DIRECTIONS =>
1. Answer these questions from the article on structured and unstructured data, writing each answer on its own line marked like its question.
(a) Which technology does the article credit with making unstructured data analysis more common in business?
(b) What makes data in XML files structured, according to the article?
(c) Which three terms does the article use for the ways data creation, storage, retrieval and analysis vary?
2. For each statement, say whether the article on structured and unstructured data agrees with it, and quote the words that decide it.
(a) Spreadsheets hold structured data.
(b) The article gives emails as an example of structured data.
(c) Analyzing unstructured data has always been affordable for most companies.
3. Write out the part of the article on structured and unstructured data that starts with "Present state of" and goes on through "variety and velocity.", renaming "multinational companies" to "global corporations".

Thursday, February 19, 2015

Big Unstructured Data v/s Structured Relational Data



Big data has opened doors never before considered by many businesses. The idea of utilizing unstructured data for analysis has in the past been far too expensive for most companies to consider. Thanks to technologies such as Hadoop, unstructured data analysis is becoming more common in the business world.

Business owners may be wondering if the current use of data warehousing could give them insights as versatile as big data. To understand the current scenario and future possibilities lets starts with understanding the difference between structured and unstructured data.

Structured Data


Data that resides in a fixed field within a record or file is called structured data. This includes data contained in relational databases and spreadsheets. Although data in XML files are not fixed in location like traditional database records, they are nevertheless structured, because the data are tagged and can be accurately identified. Structured data first depends on creating a data model – a model of the types of business data that will be recorded and how they will be stored, processed and accessed. This includes defining what fields of data will be stored and how that data will be stored: data type (numeric, currency, alphabetic, name, date, address) and any restrictions on the data input. Structured data has the advantage of being easily entered, stored, queried and analyzed. 



Unstructured Data

Unstructured data refers to information that either does not have a pre-defined data model or is not organized in a pre-defined manner. This results in irregularities and ambiguities that make it difficult to understand using traditional computer programs as compared to data stored in fielded form in databases or annotated in documents. Some examples of unstructured data are photos and graphic images, videos, streaming instrument data, webpages, pdf files, PowerPoint presentations, emails, blog entries, wikis and word processing documents.

Present state of data
Today, multinational companies and large organizations have operations in places that are scattered around the world. Each place of operations may generate large amount of both structured and unstructured type of data. They need very rapid access to more insights and they cannot afford to wait—else they lose a competitive edge. For IT organizations, this means delivery of relevant, timely insights faster than ever before. Thus, data creation, storage, retrieval and analysis varies in terms of volume, variety and velocity.

GIVEN MATERIAL =>
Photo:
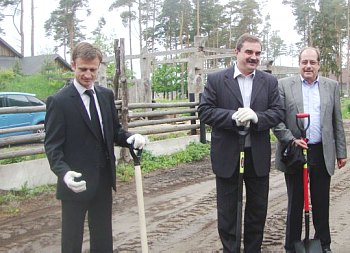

WORKED ANSWERS =>
1.
(a) Hadoop
(b) The data are tagged and can be accurately identified.
(c) Volume, variety and velocity

2.
(a) Yes: "This includes data contained in relational databases and spreadsheets."
(b) No: "Some examples of unstructured data are photos and graphic images, videos, streaming instrument data, webpages, pdf files, PowerPoint presentations, emails, blog entries, wikis and word processing documents."
(c) No: "The idea of utilizing unstructured data for analysis has in the past been far too expensive for most companies to consider."

3.
Present state of data
Today, global corporations and large organizations have operations in places that are scattered around the world. Each place of operations may generate large amount of both structured and unstructured type of data. They need very rapid access to more insights and they cannot afford to wait—else they lose a competitive edge. For IT organizations, this means delivery of relevant, timely insights faster than ever before. Thus, data creation, storage, retrieval and analysis varies in terms of volume, variety and velocity.